→ **TASK DESCRIPTION**: When you reach the entries below, transcribe each line word for word.

== DATASET ENTRIES ==

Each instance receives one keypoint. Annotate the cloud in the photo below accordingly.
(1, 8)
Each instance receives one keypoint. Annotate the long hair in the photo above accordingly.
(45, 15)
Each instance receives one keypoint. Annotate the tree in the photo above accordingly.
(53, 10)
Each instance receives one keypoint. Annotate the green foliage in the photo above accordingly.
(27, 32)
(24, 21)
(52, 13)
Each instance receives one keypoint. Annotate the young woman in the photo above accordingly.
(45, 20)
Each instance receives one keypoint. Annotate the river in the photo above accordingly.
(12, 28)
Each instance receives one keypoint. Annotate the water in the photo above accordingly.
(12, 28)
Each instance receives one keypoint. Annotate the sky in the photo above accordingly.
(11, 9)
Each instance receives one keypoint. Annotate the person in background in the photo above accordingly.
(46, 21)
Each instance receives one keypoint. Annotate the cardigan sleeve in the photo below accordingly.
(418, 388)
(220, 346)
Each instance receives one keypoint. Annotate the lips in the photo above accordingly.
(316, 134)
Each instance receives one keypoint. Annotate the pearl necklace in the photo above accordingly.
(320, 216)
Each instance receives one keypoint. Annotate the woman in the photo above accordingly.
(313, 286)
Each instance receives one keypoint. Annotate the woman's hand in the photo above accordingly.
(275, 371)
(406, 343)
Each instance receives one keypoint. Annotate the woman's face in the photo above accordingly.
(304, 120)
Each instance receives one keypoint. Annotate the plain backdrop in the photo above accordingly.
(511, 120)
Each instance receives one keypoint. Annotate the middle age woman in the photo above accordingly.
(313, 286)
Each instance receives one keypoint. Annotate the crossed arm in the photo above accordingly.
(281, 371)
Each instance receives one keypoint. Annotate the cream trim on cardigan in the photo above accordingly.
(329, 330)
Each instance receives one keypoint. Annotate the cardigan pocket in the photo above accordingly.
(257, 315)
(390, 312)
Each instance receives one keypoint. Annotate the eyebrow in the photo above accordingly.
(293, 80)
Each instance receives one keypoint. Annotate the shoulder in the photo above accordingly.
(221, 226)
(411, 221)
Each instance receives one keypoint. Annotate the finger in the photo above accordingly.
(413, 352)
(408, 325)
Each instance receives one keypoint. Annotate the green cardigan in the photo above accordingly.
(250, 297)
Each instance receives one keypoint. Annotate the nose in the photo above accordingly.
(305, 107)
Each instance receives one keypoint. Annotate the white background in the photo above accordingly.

===

→ **WRITTEN RESPONSE**:
Each instance receives one keypoint. Annotate the cloud in the photo below accordingly.
(1, 8)
Each instance receives one keypoint. Annotate the long hair in the photo above accordingly.
(45, 15)
Each instance receives one keypoint. Annotate the tree in the photo above accordingly.
(53, 10)
Each instance receives one keypoint. Annotate the green foliage in the photo above accordingly.
(27, 32)
(24, 21)
(52, 13)
Each instance receives one keypoint. Annotate the young woman in the photo above accordingly.
(45, 20)
Each instance receives one keypoint. Annotate the river in the photo above accordingly.
(12, 28)
Each instance receives one keypoint. Annotate the water in the photo above accordingly.
(12, 28)
Each instance receives one keypoint. Annotate the sky in the photo above accordingly.
(11, 9)
Each instance receives one keypoint. Annotate the person in background in the photo above accordingly.
(46, 21)
Each instance receives one keypoint. Annotate the cardigan sleeve in the photo below accordingly.
(418, 388)
(220, 346)
Each instance receives one keypoint. Annotate the lips in the photo above accordingly.
(316, 134)
Each instance receives one keypoint. Annotate the pearl necklace in the photo above accordingly.
(320, 216)
Each instance receives one keypoint. Annotate the woman in the photo above accordingly.
(313, 286)
Each instance receives one keypoint. Annotate the woman's hand in the photo above accordingly.
(275, 371)
(406, 343)
Each instance receives one keypoint. Annotate the woman's face in the photo above accordingly.
(304, 120)
Each instance receives one keypoint. Annotate the plain backdrop in the photo above accordingly.
(511, 120)
Each instance receives one keypoint. Annotate the middle age woman in the photo above accordingly.
(313, 286)
Each instance receives one keypoint. Annotate the crossed arm in the photo above accordingly.
(281, 371)
Each instance receives one keypoint. Annotate the cream trim on cardigan in the photo above accordingly.
(329, 330)
Each instance receives one keypoint. Annotate the cardigan pocket in the photo above accordingly.
(257, 315)
(390, 312)
Each instance receives one keypoint. Annotate the eyebrow in the photo above accordingly.
(293, 80)
Each instance receives one keypoint. Annotate the shoulder in the photo above accordingly.
(221, 226)
(411, 221)
Each instance receives one keypoint. Annotate the finger in the photo above accordingly.
(413, 352)
(408, 325)
Each instance receives one keypoint. Annotate the green cardigan in the photo above accordingly.
(250, 297)
Each instance receives one keypoint. Annotate the nose in the photo above accordingly.
(305, 107)
Each instance receives one keypoint. Annotate the white background in the photo above accordingly.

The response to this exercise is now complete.